[START The records]

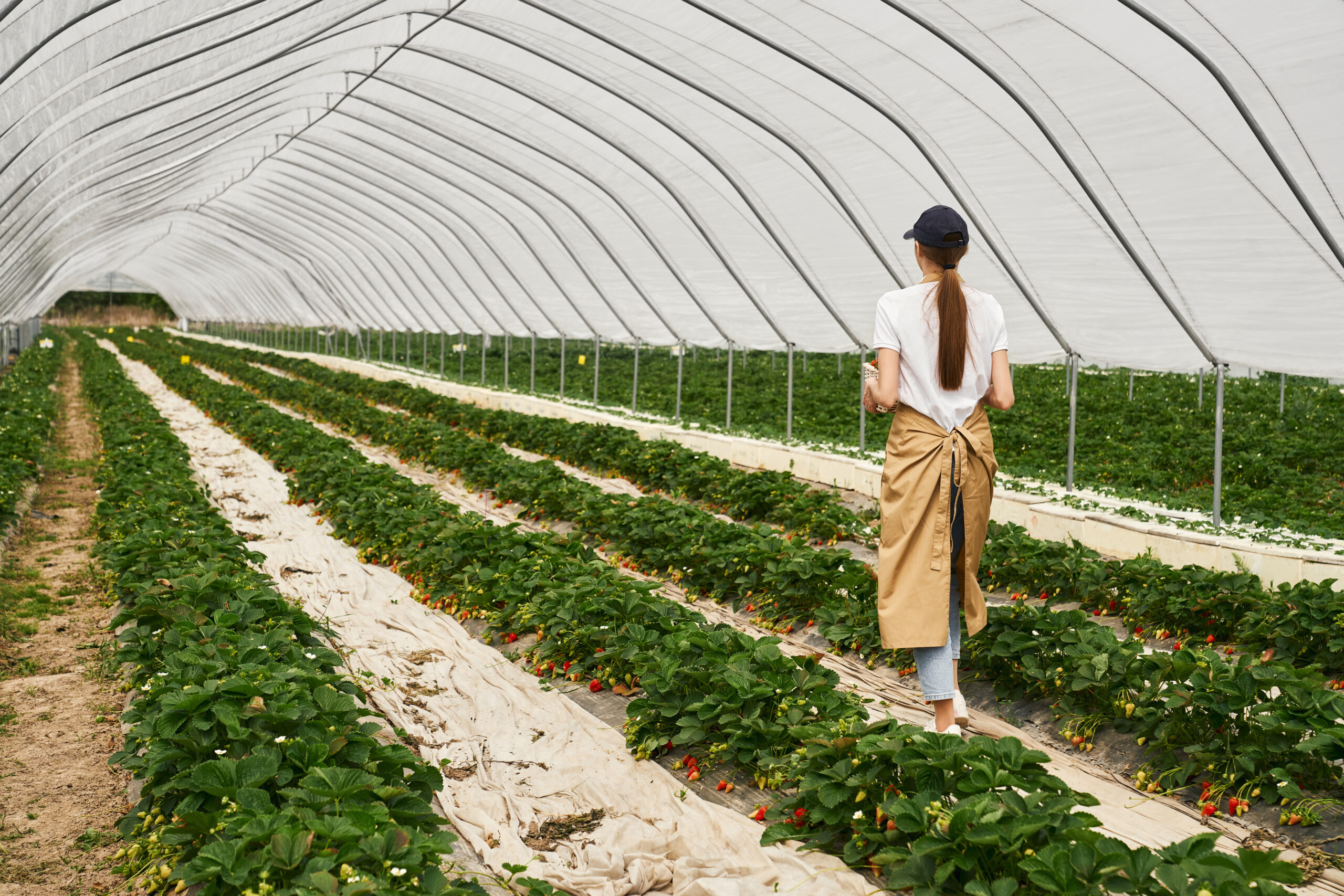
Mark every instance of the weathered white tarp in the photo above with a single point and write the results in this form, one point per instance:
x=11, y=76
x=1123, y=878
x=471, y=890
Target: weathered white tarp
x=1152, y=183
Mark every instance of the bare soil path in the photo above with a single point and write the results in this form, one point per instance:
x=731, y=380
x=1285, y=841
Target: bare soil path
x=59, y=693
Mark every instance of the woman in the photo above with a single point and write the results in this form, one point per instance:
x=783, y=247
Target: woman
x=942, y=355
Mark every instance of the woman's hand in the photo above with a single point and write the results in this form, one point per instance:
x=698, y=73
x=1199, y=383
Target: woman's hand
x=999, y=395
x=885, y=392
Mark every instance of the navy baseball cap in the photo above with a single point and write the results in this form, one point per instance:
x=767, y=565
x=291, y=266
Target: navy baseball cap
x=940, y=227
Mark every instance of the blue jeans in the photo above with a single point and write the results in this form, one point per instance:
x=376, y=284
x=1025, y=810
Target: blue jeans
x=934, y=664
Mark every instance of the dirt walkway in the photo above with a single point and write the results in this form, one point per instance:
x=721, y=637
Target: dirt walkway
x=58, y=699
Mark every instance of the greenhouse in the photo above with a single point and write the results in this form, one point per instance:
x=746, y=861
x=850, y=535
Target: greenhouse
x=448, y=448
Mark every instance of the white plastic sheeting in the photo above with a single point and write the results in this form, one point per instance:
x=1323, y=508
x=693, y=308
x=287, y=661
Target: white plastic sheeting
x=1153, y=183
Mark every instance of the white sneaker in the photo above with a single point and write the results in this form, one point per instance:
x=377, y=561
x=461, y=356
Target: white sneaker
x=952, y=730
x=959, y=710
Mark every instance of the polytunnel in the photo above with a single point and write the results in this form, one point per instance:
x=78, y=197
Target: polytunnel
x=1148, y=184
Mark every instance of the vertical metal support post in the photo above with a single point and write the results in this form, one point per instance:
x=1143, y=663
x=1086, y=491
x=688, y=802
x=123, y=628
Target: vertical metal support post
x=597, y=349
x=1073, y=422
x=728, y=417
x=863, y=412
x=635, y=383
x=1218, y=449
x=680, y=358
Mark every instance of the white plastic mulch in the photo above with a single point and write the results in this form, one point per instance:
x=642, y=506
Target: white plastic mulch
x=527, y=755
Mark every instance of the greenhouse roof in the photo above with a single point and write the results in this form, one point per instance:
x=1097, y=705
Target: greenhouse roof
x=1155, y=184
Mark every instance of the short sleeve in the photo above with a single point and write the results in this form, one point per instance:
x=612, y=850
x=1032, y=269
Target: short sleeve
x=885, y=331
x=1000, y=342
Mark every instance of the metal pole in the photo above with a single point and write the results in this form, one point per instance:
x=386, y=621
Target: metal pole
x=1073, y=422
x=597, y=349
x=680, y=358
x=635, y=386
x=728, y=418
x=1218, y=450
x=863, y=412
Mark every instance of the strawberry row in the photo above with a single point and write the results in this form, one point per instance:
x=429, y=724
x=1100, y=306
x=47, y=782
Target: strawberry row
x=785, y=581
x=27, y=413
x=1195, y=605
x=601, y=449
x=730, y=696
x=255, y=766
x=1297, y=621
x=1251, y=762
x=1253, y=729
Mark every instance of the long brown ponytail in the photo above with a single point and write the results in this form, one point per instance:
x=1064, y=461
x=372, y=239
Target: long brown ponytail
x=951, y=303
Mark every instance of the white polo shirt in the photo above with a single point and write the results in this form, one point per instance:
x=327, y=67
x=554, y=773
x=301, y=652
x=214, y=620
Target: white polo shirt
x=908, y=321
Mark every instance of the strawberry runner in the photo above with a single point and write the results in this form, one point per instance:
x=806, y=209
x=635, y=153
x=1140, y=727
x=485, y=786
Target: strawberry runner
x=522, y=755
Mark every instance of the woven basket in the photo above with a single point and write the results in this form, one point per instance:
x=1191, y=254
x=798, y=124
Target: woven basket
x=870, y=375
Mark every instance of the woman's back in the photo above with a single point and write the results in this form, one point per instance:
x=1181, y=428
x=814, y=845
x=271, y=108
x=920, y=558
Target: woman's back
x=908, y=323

[END The records]
[START The records]

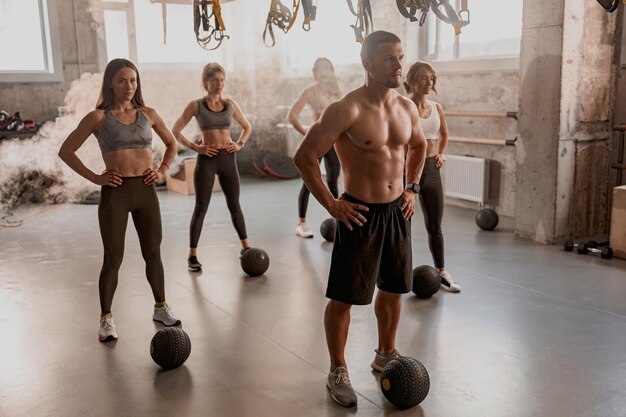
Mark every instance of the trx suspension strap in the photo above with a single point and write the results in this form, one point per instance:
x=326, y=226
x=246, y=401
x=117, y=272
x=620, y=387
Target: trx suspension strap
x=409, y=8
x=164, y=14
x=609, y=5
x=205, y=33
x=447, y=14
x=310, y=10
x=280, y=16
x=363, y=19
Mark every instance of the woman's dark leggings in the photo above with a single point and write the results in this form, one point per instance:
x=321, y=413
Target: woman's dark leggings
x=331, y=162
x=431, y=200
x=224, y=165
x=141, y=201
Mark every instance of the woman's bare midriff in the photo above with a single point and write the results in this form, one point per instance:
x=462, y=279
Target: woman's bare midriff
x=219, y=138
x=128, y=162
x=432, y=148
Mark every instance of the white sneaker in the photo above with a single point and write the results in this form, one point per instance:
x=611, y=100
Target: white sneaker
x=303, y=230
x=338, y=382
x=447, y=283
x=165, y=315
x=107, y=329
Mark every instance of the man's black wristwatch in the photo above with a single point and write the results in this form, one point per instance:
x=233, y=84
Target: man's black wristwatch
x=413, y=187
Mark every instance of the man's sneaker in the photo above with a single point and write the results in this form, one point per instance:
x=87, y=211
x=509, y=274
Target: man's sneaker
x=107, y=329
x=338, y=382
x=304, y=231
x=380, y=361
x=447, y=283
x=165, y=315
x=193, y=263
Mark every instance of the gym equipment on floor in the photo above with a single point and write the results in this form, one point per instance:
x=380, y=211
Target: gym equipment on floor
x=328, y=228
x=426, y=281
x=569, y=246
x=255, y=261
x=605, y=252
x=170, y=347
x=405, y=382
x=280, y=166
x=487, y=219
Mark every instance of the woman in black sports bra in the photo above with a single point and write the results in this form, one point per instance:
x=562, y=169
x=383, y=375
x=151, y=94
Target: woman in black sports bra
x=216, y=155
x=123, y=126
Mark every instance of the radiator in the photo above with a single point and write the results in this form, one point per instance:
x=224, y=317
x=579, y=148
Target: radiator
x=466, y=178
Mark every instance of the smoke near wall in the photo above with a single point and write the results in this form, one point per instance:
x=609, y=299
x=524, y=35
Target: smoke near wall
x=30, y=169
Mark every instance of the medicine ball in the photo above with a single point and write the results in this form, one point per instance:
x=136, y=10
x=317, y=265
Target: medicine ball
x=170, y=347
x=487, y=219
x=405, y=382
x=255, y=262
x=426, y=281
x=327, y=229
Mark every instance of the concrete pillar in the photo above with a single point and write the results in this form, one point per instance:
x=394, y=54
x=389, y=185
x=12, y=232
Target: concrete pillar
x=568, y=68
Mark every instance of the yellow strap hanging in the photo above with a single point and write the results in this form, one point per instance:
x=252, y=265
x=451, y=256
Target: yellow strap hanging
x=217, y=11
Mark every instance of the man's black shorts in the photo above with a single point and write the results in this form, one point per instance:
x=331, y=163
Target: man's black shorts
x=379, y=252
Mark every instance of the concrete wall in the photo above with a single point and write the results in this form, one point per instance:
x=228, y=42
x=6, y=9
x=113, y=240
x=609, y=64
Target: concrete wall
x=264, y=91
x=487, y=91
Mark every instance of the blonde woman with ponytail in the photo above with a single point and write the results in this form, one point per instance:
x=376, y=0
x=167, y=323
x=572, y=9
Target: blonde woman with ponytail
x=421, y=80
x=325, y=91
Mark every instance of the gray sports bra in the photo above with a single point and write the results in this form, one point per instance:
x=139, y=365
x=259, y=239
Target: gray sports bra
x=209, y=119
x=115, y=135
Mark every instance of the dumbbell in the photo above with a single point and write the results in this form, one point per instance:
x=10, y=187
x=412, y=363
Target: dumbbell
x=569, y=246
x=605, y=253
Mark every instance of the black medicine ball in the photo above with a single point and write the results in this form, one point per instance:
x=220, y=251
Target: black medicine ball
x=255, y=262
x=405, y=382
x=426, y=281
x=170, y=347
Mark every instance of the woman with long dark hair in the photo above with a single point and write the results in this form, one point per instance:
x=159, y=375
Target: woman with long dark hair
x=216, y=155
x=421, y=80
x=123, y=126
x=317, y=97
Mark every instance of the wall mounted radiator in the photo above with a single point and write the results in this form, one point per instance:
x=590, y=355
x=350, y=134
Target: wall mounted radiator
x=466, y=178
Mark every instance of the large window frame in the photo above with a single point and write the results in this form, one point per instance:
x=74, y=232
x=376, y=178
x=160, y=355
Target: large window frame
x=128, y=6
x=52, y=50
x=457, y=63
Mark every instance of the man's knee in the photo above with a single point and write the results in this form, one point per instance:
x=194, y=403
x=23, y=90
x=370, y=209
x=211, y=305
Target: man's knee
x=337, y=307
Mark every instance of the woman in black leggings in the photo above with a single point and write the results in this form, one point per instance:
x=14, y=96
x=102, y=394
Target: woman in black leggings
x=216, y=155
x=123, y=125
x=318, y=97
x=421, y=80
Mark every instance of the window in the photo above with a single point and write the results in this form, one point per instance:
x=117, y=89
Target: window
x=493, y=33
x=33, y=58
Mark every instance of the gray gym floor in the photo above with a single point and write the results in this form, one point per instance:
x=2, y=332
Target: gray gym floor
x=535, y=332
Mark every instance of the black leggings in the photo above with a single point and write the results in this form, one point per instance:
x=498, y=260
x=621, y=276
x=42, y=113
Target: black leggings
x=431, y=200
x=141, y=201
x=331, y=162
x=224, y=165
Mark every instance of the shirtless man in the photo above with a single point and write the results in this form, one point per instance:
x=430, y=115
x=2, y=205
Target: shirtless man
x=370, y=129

[END The records]

## What is being asked
Copy the data above verbatim, from the line with "Mark every instance of the bare" through the line with "x=942, y=355", both ends included, and return only those lines.

## Response
Mark every instance of the bare soil path in the photo above with a single point and write the results in this form, one point per instance:
x=731, y=380
x=1285, y=841
Target: bare soil path
x=59, y=693
Mark every instance of the woman in the photo above with a single point and write the results in this form, one point per instance:
x=783, y=247
Target: woman
x=942, y=355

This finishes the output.